** Work instruction **
The records that follow are to be transcribed exactly.

Collected data:
== Segment start ==
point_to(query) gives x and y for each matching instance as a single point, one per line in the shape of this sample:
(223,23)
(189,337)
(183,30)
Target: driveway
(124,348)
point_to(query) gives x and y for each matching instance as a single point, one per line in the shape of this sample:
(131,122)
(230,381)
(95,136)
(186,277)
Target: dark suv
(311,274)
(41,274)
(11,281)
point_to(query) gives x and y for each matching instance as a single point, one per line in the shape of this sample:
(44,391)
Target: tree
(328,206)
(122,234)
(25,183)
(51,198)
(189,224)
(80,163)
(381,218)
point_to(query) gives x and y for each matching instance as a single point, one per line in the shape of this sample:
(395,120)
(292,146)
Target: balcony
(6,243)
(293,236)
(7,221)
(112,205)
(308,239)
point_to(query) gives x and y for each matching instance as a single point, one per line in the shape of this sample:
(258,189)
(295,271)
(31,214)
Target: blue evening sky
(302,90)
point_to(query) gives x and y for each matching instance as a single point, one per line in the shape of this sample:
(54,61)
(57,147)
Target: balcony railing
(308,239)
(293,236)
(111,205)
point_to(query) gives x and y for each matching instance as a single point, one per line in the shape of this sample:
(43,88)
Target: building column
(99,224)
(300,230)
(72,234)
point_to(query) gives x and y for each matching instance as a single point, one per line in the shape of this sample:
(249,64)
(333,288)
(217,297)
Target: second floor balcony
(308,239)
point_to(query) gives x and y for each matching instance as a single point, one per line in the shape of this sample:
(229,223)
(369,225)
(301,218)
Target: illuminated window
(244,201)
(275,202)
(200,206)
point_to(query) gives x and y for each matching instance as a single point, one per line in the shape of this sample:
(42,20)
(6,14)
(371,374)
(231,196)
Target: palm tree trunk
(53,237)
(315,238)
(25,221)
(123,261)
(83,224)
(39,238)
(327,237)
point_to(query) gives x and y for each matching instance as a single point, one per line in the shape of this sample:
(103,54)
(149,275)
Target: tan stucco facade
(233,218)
== Segment end ==
** Result below **
point_to(query) gives x and y for each matching instance as a single point, one per line in the shape of this sample:
(223,23)
(189,337)
(183,30)
Target: driveway
(124,348)
point_to(query) gives x and y for each matching instance as a single point, one per line in the shape of this sample:
(131,122)
(230,381)
(95,136)
(186,277)
Target: dark suv
(311,274)
(41,274)
(11,281)
point_to(query) gives x and y for each matching instance as a single point, one per line in the shape of this sample:
(44,391)
Target: tree
(328,206)
(122,234)
(25,183)
(51,198)
(189,224)
(80,163)
(381,218)
point_to(query) gives x and y for each matching instance as a single point, one per line in the shape of this sample:
(395,120)
(292,146)
Target: balcony
(6,243)
(293,236)
(7,221)
(112,205)
(308,239)
point_to(query) gives x and y for each matching instance as a single point, one per line in the shape of this sample:
(258,189)
(295,271)
(31,214)
Target: blue evening sky
(302,90)
point_to(query) gives x and y for each matching instance as a single point, one per line in the shape of this sample:
(54,61)
(57,147)
Target: balcony railing
(308,239)
(293,236)
(111,205)
point_to(query) gives x and y for each matching instance as a single point, one per line in the shape of this sample:
(43,88)
Target: building column
(99,224)
(300,230)
(72,234)
point_to(query) gives x and y for each matching instance as a single point, one per line in the shape of this sample:
(249,64)
(333,288)
(217,297)
Target: second floor balcony
(308,239)
point_to(query) gives x and y for each matching instance as a single point, one per line in the shape of this sample:
(229,223)
(369,225)
(301,218)
Target: illuminated window
(244,201)
(275,202)
(200,206)
point_to(query) gives x and y for each matching instance as a single point, one per line in the shape of this sample:
(42,20)
(6,14)
(371,374)
(231,196)
Target: palm tree trunk
(53,237)
(315,238)
(25,221)
(123,261)
(83,224)
(39,238)
(327,237)
point_to(query) gives x and y for each matching instance as a single point, one per line in the shape of this sample:
(103,54)
(149,275)
Target: tan stucco facade
(233,218)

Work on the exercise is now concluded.